_WHAT THIS TASK INVOLVES_.
Rewrite the listing below as a numbered list, one line per item, skipping blank lines and omitting the pictures.

>> start SUPPLIED RECORDS

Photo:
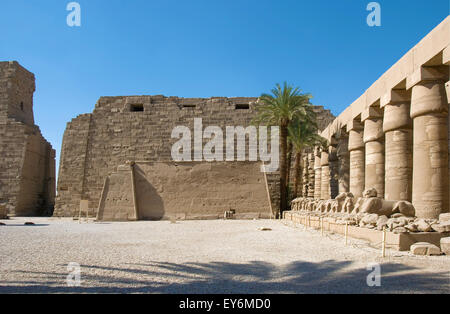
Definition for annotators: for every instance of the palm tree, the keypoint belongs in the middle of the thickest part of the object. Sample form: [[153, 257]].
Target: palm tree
[[279, 109], [303, 133]]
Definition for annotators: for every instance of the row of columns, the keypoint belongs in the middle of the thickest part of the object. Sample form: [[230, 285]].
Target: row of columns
[[400, 147]]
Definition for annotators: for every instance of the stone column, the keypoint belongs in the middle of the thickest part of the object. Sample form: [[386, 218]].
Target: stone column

>> end SUPPLIED RECORDS

_SOLUTION TO THE EXERCISE_.
1. Photo:
2. Definition for annotators: for every instance of the palm tree, the keypoint belongs in the middle of the thickest part of the object. Sample form: [[153, 257]].
3. Target: palm tree
4. [[279, 109], [303, 133]]
5. Definition for annotators: for every instance of the row of columns, the keypoint belongs in the middle of the thickest part of the object. Sample form: [[230, 285]].
6. Target: row of columns
7. [[400, 147]]
8. Definition for annotators: for every instance of the stone column, the keypoint belongs in the middle of the thickest part of the object. Sample form: [[386, 218]].
9. Target: stone column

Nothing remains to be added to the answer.